The Law subsequently establishes the conditions according to which the integrity of this creational microcosm is to be sustained. This is where Deuteronomy 28 comes in. If Israel is obedient to the commandments of God, they will be secure and prosper materially as God’s new creation in the land that will be given to them. If they are disobedient, they will suffer the cursing of the microcosm and will eventually be expelled from it.
The idea that obedient Israel will be blessed in the land is widely found (eg. Ps. 133:3) – and conversely, that the wicked will be cursed: ‘The Lord’s curse is on the house of the wicked, but he blesses the dwelling of the righteous’ (Prov. 3:33). Moreover, Isaiah imagines the restoration of Israel following judgment and exile in terms of the renewal of the promise to Abraham and the repristination of the creational microcosm:
Listen to me, you who pursue righteousness, you who seek the Lord: look to the rock from which you were hewn, and to the quarry from which you were dug. Look to Abraham your father and to Sarah who bore you; for he was but one when I called him, that I might bless him and multiply him. For the Lord comforts Zion; he comforts all her waste places and makes her wilderness like Eden, her desert like the garden of the Lord; joy and gladness will be found in her, thanksgiving and the voice of song. (Isaiah 51:1-3)
The motif of Israel as blessed and as a blessing to the nations, however, is found subsequently (I think) only in Isaiah 19:24 (‘In that day Israel will be the third with Egypt and Assyria, a blessing in the midst of the earth, whom the Lord of hosts has blessed’) and in Zechariah 8:13 (‘as you have been a byword of cursing among the nations, O house of Judah and house of Israel, so will I save you, and you shall be a blessing’). It is significant that in both cases a people becomes a blessing to the nations only after judgment. It is also remarkable, of course, that in Isaiah Egypt and Assyria are included alongside Israel as peoples belonging to YHWH through whom others will be blessed.
In the New Testament there appear to be only two passages that clearly connect the blessing of the nations with the blessing of Israel.
1. Following the dramatic healing of the lame man outside the temple, Peter urges the ‘men of Israel’ to repent of their defiance of YHWH and believe that Jesus is the Christ through whom God will restore the nation. He reminds them that they are heirs of the promise to Abraham that in his ‘offspring shall all the families of the earth be blessed’ (Acts 3:25). God raised up Jesus as a prophet – not here raised from the dead but in the sense suggested by the use of the same word in 3:221 – from among the Jews, as first among the families of the earth, in order to bless them by turning them back from their wickedness – from the self-destructive course that they were on. If Israel is to be a blessing to the nations, as God’s elect people, there has first to be a collective repentance in order to avoid the catastrophe of divine judgment. It didn’t happen.
2. Paul connects the motif with the ‘justification’ of the nations in Galatians 3:7-9. He argues that scripture foresaw that God would justify the nations on the basis of their faith or faithfulness, so that in effect the gospel was preached beforehand to Abraham: ‘In you shall all the nations be blessed.’ In 3:10 Paul also quotes Deuteronomy 27:26, which immediately precedes chapter 28: ‘For all who rely on works of the law are under a curse; for it is written, “Cursed be everyone who does not abide by all things written in the Book of the Law, and do them.”’ The argument is restated in 3:13-14.
There are a number of conclusions that we may draw from this.

> [Challenge]:
Reproduce the passage on Israel as blessed and as a blessing to the nations word for word, between "2. Paul connects" and "restated in 3:13-14.", inclusive.

> [Recorded data]:
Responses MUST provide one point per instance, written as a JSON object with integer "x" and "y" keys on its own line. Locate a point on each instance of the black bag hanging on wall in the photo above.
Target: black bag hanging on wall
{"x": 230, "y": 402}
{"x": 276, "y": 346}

> [Task solution]:
2. Paul connects the motif with the ‘justification’ of the nations in Galatians 3:7-9. He argues that scripture foresaw that God would justify the nations on the basis of their faith or faithfulness, so that in effect the gospel was preached beforehand to Abraham: ‘In you shall all the nations be blessed.’ In 3:10 Paul also quotes Deuteronomy 27:26, which immediately precedes chapter 28: ‘For all who rely on works of the law are under a curse; for it is written, “Cursed be everyone who does not abide by all things written in the Book of the Law, and do them.”’ The argument is restated in 3:13-14.